**TASK:**
Carry on the article about the University's First World War remembrance plans, picking up after its final sentence.

**SELECTED TEXT:**
++++++++
The University will pay tribute to the 341 staff, students and alumni who fell during the First World War on Sunday with named crosses on Elphinstone Lawn.
The institution will also lead the music of peace on the global stage with professor Paul Mealor’s Requiem The Souls of the Righteous to be performed in New York’s famous Carnegie Hall and broadcast on Classic FM as part of their commemorations.
At 3pm musicians from all over the world will strike up to Play for Peace as part of an initiative led by the University’s Neil McLennan to create a new and lasting form of remembrance.
A crowdsourced international orchestra will play a new piece by fiddler Thoren Ferguson which will be led by a concert at Edinburgh Napier University.
On campus, the crosses will be laid out following the Remembrance Day service in the Chapel, when the University’s Officer Training Corps (OTC) will also be presented and inspected.
++++++++
**RECORD EXTRACTS:**
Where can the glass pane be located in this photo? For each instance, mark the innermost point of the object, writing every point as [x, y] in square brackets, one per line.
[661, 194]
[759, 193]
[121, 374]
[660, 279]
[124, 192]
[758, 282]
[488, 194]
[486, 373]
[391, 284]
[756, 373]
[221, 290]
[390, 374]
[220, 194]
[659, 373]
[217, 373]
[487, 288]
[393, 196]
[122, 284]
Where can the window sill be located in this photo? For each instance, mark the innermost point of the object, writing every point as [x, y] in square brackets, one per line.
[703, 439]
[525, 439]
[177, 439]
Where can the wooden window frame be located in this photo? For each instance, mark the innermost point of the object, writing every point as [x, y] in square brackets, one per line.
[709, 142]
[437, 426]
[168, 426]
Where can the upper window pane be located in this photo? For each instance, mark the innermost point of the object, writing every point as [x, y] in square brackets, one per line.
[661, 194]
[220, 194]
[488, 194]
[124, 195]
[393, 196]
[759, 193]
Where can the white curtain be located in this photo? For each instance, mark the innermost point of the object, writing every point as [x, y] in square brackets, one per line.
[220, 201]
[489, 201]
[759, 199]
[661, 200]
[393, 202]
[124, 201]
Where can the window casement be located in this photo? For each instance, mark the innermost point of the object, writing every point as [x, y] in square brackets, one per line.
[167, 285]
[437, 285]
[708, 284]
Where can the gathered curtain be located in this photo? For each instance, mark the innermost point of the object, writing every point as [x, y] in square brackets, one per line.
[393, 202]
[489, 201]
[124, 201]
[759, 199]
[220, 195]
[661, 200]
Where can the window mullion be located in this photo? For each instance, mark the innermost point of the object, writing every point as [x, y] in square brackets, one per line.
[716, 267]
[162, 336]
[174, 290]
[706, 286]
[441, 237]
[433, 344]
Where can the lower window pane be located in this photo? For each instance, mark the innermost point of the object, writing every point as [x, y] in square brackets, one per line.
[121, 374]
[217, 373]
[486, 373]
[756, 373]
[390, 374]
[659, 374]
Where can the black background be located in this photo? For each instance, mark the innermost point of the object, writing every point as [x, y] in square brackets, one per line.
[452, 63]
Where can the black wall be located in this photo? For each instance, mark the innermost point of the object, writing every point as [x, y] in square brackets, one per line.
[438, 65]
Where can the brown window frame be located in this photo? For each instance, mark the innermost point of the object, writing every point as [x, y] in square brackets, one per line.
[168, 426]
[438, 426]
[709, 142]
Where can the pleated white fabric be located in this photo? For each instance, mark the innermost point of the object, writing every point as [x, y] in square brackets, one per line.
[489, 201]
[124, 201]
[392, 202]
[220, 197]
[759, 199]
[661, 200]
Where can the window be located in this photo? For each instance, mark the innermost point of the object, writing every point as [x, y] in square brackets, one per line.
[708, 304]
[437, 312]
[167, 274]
++++++++
**TASK RESULT:**
Each cross will bear the name of one of those listed on the University war memorial in King’s College Chapel. The memorial, which was completed in 1928, is made up of 28 oak panels and was designed by William Kelly (1861 – 1944), one of Aberdeen’s most distinguished architects.
University chaplain Marylee Anderson said the crosses represented an important visual symbol of the impact of the war on the University community.
“To see the 341 crosses laid out on Elphinstone Lawn will bring home the devastating effect that the First World War had upon the University of Aberdeen community, an impact felt in villages and towns the length and breadth of the UK,” she said.
“We felt that in this centenary year of the armistice it was important to take time to reflect upon the great cost of war.
“The crosses will be laid out so that they can form part of the inspection of the OTC following our Remembrance Service and will be left out so that staff, students and visitors to the University can see them in the coming days.
“King’s College Chapel has also been lit up red in the lead up to the centenary of the armistice and the two will make a poignant tribute here on campus to all those who lost their lives.”
Many of those named on the crosses died on or around September 25 1915 when the University’s own U-Company, which formed part of the 1st and 4th battalion of the Gordon Highlanders, saw action at the Battle of Loos.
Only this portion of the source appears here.